── Given records

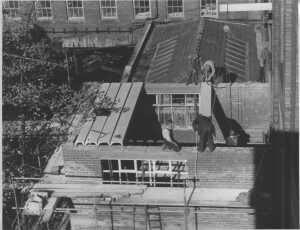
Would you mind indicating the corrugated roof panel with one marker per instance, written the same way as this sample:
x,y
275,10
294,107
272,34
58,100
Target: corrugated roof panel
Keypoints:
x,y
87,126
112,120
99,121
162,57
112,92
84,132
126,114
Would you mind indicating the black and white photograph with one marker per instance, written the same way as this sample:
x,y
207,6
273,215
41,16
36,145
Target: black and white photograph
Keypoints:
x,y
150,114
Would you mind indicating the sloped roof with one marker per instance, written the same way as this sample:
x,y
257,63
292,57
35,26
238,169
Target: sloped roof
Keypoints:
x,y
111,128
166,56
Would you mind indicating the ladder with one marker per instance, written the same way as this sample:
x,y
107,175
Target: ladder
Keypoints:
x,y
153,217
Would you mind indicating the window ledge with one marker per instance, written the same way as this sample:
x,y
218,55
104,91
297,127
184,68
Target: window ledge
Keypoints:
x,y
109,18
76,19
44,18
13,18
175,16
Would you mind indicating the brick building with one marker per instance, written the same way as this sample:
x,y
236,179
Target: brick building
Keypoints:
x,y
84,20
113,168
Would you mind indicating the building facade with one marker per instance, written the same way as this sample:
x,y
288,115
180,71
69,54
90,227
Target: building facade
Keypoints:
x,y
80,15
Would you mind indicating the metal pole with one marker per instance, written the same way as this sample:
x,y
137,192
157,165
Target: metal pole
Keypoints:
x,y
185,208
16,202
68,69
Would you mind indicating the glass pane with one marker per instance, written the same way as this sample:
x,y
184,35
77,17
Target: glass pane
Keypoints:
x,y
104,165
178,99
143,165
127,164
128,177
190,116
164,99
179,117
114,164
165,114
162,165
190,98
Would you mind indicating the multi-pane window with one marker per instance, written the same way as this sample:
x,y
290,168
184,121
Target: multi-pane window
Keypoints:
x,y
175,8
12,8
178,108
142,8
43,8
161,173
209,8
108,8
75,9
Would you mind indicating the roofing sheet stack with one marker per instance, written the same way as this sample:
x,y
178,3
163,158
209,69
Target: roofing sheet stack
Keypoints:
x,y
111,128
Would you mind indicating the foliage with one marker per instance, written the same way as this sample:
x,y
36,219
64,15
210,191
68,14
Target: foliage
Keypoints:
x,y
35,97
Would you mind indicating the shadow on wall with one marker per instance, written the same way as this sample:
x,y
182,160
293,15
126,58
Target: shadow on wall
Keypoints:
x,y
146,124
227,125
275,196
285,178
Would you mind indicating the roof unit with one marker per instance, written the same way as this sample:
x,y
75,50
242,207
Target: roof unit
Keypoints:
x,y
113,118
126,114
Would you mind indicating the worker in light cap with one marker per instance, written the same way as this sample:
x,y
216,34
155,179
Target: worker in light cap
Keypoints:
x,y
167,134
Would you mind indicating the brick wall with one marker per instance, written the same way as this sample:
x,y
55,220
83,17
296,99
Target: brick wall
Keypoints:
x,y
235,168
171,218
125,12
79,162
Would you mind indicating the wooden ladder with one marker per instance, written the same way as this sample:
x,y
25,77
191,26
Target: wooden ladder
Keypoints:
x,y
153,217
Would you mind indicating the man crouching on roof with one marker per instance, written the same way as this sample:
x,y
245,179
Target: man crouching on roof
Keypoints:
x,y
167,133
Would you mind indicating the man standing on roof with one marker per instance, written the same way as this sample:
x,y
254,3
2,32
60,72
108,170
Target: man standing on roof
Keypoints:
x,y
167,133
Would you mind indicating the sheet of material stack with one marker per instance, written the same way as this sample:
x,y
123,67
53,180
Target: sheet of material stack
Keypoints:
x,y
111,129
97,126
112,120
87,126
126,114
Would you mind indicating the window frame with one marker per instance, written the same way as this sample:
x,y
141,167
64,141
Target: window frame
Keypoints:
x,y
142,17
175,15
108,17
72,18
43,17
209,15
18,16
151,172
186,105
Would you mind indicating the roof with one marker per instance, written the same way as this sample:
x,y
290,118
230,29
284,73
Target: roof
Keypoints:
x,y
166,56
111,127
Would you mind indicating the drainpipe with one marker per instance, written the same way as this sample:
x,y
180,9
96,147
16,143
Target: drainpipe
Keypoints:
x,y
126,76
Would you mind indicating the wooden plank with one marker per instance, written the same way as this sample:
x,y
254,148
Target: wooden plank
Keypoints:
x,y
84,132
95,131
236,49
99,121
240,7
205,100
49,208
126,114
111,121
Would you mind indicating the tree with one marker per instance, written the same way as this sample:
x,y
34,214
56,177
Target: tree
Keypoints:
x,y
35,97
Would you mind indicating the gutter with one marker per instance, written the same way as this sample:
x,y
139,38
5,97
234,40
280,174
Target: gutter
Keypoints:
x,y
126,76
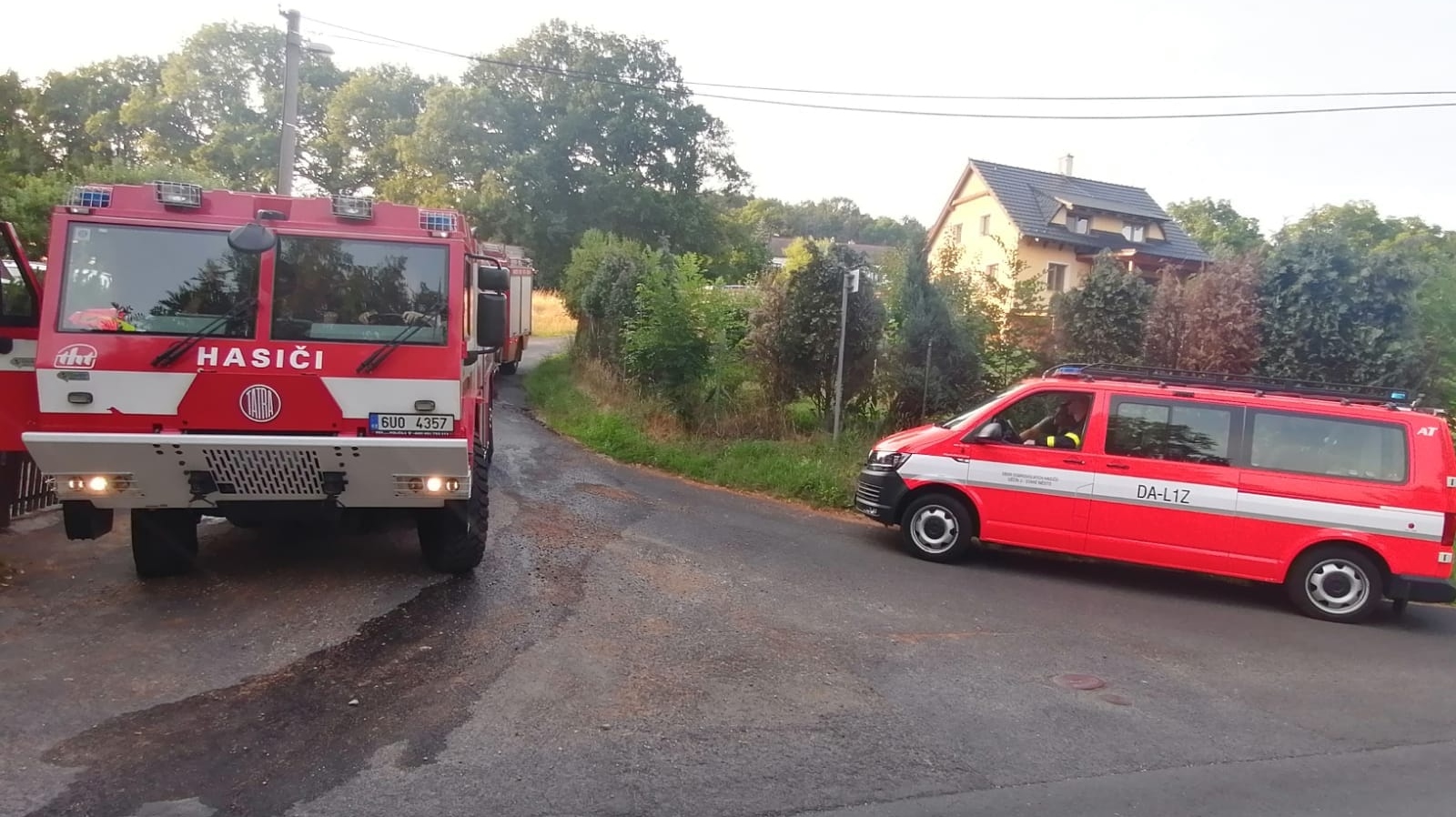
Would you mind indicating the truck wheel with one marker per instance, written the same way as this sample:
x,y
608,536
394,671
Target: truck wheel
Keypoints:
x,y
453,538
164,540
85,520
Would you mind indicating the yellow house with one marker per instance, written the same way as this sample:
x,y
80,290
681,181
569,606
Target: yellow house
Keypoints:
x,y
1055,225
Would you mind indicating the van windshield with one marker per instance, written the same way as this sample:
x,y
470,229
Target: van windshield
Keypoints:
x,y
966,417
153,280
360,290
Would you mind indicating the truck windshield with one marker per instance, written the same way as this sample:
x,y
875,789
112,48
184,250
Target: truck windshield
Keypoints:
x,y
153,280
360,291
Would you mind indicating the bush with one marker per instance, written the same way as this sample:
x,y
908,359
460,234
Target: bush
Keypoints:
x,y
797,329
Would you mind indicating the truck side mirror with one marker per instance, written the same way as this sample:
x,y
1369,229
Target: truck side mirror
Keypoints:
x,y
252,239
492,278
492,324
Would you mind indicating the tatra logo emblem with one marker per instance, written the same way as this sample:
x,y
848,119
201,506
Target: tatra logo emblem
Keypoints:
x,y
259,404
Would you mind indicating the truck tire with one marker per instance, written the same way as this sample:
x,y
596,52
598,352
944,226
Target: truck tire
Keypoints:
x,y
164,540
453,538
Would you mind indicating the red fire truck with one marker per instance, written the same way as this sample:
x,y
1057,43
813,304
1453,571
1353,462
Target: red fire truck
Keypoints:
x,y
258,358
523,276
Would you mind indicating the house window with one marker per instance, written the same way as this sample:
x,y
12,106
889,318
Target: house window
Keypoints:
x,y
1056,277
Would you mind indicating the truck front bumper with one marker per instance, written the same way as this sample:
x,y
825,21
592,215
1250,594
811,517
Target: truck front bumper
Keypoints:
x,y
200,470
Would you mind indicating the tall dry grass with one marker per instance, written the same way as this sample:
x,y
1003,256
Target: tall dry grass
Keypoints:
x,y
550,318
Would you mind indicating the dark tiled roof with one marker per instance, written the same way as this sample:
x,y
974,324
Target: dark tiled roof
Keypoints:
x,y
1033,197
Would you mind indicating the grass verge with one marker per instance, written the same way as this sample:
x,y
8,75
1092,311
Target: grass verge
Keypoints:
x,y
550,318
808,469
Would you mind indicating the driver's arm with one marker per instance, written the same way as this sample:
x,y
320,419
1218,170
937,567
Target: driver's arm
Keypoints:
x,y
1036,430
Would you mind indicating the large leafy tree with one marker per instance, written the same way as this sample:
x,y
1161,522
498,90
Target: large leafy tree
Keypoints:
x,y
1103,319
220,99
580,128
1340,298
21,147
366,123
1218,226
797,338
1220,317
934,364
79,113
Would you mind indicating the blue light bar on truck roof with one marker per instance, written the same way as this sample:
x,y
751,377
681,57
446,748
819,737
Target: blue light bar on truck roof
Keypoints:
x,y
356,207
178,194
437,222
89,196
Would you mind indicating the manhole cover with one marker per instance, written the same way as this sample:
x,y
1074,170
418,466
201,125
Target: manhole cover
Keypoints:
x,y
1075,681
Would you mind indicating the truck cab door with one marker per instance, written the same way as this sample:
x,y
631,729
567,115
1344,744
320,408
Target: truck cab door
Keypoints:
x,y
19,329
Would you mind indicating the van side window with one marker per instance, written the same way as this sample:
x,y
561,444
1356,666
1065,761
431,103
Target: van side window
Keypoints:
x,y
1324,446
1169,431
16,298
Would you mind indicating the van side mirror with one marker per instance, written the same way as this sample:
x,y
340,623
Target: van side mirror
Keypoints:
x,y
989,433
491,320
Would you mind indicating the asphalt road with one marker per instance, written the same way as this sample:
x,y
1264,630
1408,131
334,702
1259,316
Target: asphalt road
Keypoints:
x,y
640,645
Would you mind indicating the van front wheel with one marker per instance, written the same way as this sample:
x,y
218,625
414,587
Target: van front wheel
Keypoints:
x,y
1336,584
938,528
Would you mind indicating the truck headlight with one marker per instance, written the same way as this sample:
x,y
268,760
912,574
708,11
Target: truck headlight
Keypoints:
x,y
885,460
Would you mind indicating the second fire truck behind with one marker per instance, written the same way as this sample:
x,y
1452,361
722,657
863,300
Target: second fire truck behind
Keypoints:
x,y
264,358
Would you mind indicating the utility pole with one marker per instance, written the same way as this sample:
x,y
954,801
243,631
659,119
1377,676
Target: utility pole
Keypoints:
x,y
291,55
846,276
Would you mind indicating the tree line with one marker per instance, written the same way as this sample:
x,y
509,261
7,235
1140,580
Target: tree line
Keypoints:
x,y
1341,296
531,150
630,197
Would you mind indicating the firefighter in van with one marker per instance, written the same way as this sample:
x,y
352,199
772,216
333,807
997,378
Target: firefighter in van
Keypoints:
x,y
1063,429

────
── Given records

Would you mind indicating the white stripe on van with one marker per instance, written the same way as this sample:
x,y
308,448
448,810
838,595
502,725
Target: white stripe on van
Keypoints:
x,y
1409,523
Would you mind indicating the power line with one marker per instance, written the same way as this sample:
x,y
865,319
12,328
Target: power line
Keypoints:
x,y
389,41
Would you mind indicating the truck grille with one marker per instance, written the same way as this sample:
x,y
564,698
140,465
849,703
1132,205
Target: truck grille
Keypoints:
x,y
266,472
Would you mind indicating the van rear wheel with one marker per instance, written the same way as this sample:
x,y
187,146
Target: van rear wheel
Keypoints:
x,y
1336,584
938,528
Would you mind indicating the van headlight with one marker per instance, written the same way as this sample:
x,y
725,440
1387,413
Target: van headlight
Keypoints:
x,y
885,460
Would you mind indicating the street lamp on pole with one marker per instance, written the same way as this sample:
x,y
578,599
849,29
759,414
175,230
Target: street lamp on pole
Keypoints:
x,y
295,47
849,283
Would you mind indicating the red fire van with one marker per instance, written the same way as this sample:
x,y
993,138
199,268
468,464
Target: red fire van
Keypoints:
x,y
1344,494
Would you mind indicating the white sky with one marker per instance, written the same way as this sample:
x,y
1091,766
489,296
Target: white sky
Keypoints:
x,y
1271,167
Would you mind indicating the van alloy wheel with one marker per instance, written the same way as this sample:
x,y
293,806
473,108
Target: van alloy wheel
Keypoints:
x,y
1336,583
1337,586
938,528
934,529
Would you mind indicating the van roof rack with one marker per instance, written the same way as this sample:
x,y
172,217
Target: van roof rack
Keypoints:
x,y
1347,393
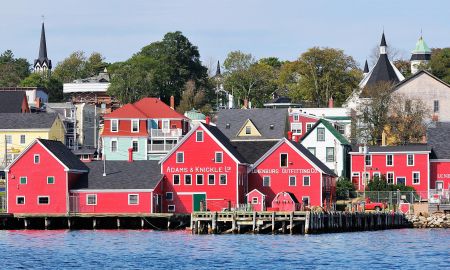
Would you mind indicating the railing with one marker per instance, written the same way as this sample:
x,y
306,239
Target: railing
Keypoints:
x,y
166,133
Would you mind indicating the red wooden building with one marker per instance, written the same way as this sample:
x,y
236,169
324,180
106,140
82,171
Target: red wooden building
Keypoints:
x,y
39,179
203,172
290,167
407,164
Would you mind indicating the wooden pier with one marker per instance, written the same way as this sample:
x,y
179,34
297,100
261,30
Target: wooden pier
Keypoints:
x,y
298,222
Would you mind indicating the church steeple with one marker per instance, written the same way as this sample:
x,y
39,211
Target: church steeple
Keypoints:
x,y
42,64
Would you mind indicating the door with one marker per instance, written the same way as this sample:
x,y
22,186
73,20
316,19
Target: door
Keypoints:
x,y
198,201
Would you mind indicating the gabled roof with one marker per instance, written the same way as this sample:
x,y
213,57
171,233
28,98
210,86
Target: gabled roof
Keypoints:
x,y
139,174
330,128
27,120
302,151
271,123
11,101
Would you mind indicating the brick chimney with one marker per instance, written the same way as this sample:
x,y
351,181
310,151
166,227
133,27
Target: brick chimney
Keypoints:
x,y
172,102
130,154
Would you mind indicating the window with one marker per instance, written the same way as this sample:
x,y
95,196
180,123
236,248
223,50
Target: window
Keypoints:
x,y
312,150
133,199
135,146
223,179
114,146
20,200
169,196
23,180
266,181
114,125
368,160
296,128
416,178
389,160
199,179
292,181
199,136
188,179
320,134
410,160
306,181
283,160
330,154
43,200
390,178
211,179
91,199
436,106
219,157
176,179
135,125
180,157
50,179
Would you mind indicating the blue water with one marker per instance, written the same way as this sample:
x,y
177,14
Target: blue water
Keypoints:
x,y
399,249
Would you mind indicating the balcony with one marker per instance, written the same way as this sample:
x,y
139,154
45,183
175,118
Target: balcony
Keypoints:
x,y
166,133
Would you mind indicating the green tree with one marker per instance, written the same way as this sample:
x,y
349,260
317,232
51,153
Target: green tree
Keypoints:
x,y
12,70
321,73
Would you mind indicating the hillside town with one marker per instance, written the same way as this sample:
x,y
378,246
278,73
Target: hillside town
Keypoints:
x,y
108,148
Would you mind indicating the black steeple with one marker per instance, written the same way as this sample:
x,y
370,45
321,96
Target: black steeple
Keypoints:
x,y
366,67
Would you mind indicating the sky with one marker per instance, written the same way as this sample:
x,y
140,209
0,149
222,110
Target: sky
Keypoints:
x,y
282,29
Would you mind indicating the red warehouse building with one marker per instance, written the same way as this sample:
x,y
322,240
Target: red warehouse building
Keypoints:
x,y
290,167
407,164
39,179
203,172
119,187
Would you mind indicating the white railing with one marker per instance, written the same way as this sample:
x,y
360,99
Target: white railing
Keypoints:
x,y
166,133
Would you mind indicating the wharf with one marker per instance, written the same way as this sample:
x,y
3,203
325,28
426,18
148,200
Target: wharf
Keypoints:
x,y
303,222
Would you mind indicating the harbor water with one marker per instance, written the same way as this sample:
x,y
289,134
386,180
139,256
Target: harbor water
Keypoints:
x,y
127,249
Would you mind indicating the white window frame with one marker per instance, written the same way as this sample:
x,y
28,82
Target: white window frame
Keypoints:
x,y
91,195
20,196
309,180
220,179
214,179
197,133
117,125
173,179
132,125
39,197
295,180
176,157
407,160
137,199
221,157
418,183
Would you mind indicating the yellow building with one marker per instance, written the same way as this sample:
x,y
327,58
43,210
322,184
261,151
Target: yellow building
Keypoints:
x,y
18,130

────
── Given records

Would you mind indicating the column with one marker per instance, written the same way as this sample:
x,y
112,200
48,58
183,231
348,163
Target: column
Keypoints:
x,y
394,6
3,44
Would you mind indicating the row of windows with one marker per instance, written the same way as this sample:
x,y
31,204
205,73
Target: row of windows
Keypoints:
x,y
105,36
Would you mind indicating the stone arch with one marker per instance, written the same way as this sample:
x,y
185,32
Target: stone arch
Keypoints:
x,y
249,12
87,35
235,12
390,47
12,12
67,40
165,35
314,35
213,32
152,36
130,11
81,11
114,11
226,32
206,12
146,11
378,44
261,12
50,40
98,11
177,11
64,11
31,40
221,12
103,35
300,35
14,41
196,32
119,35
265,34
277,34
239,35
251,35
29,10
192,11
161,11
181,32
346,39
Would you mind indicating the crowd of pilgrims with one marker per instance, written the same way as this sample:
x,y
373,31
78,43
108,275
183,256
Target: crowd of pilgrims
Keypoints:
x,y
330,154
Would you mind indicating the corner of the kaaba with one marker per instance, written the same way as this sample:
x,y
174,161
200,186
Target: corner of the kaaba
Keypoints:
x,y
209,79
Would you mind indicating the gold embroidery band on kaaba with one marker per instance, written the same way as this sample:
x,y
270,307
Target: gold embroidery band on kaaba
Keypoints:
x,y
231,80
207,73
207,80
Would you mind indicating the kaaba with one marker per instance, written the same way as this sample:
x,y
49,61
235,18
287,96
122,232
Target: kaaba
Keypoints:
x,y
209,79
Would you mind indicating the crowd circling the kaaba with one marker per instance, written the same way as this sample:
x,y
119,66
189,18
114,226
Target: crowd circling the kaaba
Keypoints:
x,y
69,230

────

The expected answer is every line in the data above that carries the string "hillside".

▶ _Response below_
Would you mind indicating the hillside town with one marker per instance, written the same way as this sample:
Target: hillside town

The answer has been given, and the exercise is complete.